## WHAT YOU WILL DO
Restate the listing in full, keeping every word as it is.

#####

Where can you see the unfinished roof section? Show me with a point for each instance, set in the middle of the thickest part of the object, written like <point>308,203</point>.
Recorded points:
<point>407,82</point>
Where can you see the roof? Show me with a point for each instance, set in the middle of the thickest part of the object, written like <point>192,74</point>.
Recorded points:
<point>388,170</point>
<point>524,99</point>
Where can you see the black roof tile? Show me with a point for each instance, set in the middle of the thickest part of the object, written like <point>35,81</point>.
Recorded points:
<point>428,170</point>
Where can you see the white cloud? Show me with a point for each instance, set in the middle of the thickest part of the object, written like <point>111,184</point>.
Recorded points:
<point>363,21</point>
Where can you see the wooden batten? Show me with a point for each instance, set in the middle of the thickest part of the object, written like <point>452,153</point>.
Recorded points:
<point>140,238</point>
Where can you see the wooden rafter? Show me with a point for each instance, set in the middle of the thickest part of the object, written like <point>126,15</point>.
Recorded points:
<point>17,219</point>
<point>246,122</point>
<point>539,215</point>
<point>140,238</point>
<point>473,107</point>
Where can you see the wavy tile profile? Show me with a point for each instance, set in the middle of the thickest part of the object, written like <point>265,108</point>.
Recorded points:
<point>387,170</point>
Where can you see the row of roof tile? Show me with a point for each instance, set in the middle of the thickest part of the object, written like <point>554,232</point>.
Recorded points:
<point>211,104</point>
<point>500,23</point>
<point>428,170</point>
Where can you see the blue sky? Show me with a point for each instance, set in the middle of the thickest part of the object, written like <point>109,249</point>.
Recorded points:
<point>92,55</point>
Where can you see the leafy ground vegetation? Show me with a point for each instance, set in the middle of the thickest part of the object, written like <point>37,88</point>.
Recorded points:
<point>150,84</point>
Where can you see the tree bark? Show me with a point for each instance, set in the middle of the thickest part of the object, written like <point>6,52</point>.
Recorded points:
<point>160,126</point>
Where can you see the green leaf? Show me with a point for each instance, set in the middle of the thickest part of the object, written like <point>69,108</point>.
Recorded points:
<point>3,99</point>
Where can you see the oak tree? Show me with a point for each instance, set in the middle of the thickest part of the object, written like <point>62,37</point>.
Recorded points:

#####

## TASK RESPONSE
Where can you see the unfinished roof section? Show me with a point for each instance, set in the middle of the thickest part of the object, written like <point>308,203</point>.
Recorded points:
<point>407,82</point>
Where can you see the roof? Show me with a point for each instance, set in the middle of the thickest part of the object, written like <point>192,74</point>.
Recorded points:
<point>388,170</point>
<point>524,99</point>
Where can you see the black roof tile? Show me with a point for each instance, set in the middle of the thickest part of the object, written like <point>35,81</point>.
Recorded points:
<point>428,170</point>
Where can you see the white cloud? Show me with a point for each instance, set in the middle of the thickest part of the object, written like <point>111,184</point>.
Recorded points:
<point>363,21</point>
Where can you see the wooden batten? Show me with a point for each instance, set in the middle of the thickest part of the object, written like <point>452,153</point>.
Recorded points:
<point>140,238</point>
Where can you see the wooden rafter? Show me with a point for each instance, set in the middle of the thickest part of the object, written like <point>126,15</point>.
Recorded points:
<point>17,219</point>
<point>246,122</point>
<point>539,215</point>
<point>140,238</point>
<point>473,107</point>
Where can you see the wavy tile profile? Show me with a point for each instance, set in the middle of the thickest part of the object, written like <point>265,108</point>.
Recorded points:
<point>387,170</point>
Where can you see the row of roof tile? Show me with a point for each instance, set in the middle of the thickest part of the object, written like <point>554,232</point>.
Recorded points:
<point>211,104</point>
<point>500,23</point>
<point>428,170</point>
Where can you see the blue sky? Show me with a point for each instance, set in the middle of the thickest part of the object, written like <point>109,249</point>.
Recorded points:
<point>92,55</point>
Where can you see the leafy ground vegetation? Show me with a point for each instance, set in the middle of the thickest part of the object, written like <point>37,88</point>.
Recorded points:
<point>150,84</point>
Where can you see the tree bark? Show me with a point for each instance, set in the middle of the thickest part of the object, written like <point>6,52</point>.
Recorded points:
<point>160,126</point>
Where can you see the green leaf? Show me with a point for each instance, set in the middle of the thickest part of the object, written like <point>69,108</point>.
Recorded points:
<point>3,99</point>
Where can you see the oak tree? Show me with a point for each instance, set in the middle of the thickest part of the object, written like <point>62,37</point>.
Recorded points:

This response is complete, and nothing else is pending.